* **SOURCE DOCUMENT**:
Interviews 

Sandra Lanz On Sci-Fi, Stela and “House Girls”

By | May 17th, 2016
Posted in Interviews | % Comments

Maybe you have heard of Stela, the digital comics app with series exclusive to their mobile platform. Maybe you have heard of the comics creator Sandra Lanz or even seen her most recent stellar work on the cover of “Prophet Earth War #4.” Not maybe, but definitely those two things are combining on May 17th for the release of Sandra’s new comic exclusive to Stela, “House Girls.”

Sandra with colorist Matthew Seeley and letterer Aubrey Aiese bring a sci-fi story of three scientist, a human colony on an alien planet and a mysterious entity surrounding all of it to readers this week. We were able to talk to Sandra about her new series, working on Stela, and even some other upcoming projects. Check out the interview with Sandra below and be sure to check out the first chapter of “House Girls” free on the Stela app now.

Stored entries

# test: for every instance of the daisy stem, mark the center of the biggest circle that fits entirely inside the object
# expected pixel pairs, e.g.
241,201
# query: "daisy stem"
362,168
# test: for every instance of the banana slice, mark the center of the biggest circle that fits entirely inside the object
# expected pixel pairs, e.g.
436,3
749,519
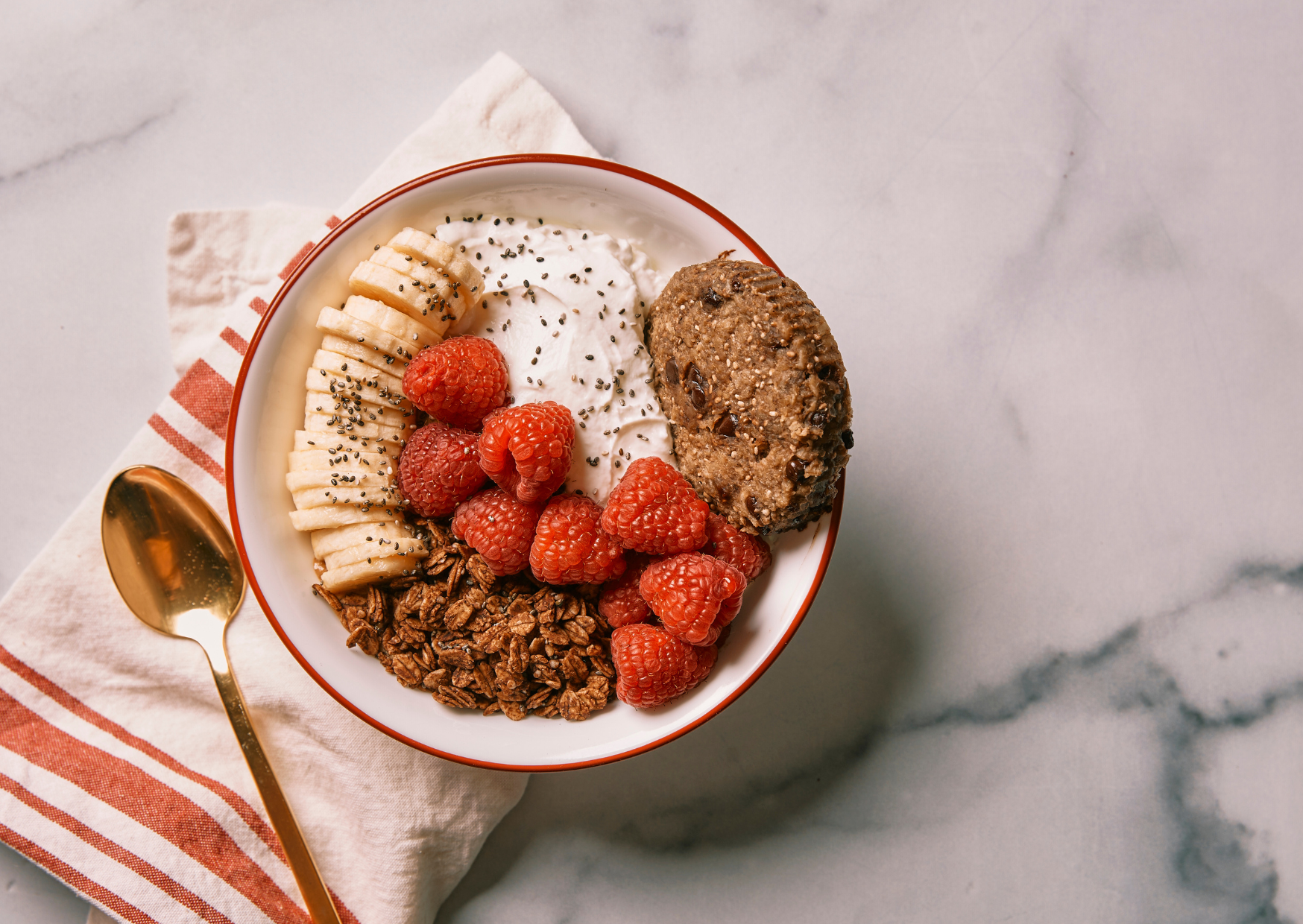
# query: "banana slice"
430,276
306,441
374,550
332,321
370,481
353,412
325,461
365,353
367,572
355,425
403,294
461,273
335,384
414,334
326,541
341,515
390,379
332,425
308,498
--
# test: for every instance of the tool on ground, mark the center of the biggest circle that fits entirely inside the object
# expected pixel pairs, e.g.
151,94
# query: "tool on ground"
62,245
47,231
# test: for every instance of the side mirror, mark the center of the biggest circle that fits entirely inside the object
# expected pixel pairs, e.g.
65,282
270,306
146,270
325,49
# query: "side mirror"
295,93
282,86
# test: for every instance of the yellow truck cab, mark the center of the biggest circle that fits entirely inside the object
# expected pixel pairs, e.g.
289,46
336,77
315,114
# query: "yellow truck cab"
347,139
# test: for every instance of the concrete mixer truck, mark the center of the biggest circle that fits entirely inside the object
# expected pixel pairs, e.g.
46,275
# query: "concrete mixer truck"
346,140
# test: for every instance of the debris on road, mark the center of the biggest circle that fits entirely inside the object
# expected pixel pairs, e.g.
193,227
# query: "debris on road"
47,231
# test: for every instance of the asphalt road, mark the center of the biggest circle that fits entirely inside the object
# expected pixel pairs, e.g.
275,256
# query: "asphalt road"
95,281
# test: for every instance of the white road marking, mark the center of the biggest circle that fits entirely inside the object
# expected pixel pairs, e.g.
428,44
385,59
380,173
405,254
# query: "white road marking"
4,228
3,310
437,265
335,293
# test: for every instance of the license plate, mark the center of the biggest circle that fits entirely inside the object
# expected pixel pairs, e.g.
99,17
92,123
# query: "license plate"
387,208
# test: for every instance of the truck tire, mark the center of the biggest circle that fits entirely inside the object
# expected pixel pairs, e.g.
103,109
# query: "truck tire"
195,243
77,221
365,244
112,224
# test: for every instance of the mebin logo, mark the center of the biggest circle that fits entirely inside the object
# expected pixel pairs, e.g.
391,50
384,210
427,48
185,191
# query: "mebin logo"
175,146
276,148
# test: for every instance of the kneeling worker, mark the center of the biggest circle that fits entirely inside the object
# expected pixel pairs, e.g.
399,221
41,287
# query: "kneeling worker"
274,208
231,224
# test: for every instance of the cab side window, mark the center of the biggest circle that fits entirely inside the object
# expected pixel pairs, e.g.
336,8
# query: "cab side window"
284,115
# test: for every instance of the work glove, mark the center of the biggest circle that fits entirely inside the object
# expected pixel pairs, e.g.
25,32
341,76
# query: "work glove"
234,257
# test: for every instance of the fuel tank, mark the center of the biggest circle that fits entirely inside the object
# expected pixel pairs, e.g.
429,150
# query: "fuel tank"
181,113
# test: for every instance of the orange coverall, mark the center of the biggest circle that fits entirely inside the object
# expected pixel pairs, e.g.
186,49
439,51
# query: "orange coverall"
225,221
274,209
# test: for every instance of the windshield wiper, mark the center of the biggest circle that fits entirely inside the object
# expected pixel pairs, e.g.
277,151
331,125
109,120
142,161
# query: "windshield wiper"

* **SET EXERCISE A**: Determine how many lines of the listing contain the string "plate", and give only that number.
* **SET EXERCISE B**: Continue the article about Sandra Lanz and "House Girls," starting after its last sentence.
The article and the listing are independent of each other.

* **TASK ANSWER A**: 2

* **TASK ANSWER B**:
For those who might not know, what is “House Girls?”
Sandra Lanz: “House Girls” is a new sci-fi comic debuting on Stela, the digital publisher and App. It’s the story of three young scientists, living on a struggling, isolated planetary colony, and the mysterious sentient being they discover. You can read the first chapter for free on iOS today!

What excites you most about this project?
SL: I had been noodling with ideas for this setting, characters, and story for years! When Stela asked if I wanted to pitch, I finally got the opportunity to bring it all together and do it up good! It’s everything I’ve been wanting to do and see in comics, and I hope the readers will find it as cool and special as I do.

The cover spotlights 3 characters, what can you tell us about these people? Also those outfits are dope, what do you use as inspiration for costume design? 
SL: These characters are women who chose to dedicate their lives to civil service in exchange for secure government housing. They are highly educated and capable ladies who are driven to find a sense of purpose in this desolate setting. It’s these qualities that lead the to investigate the mystery of the story and commit to resolving it. Their outfits are somewhat like uniforms. I went for an athletic kind of vibe, thinking it would be fitting for the hands-on work that they do.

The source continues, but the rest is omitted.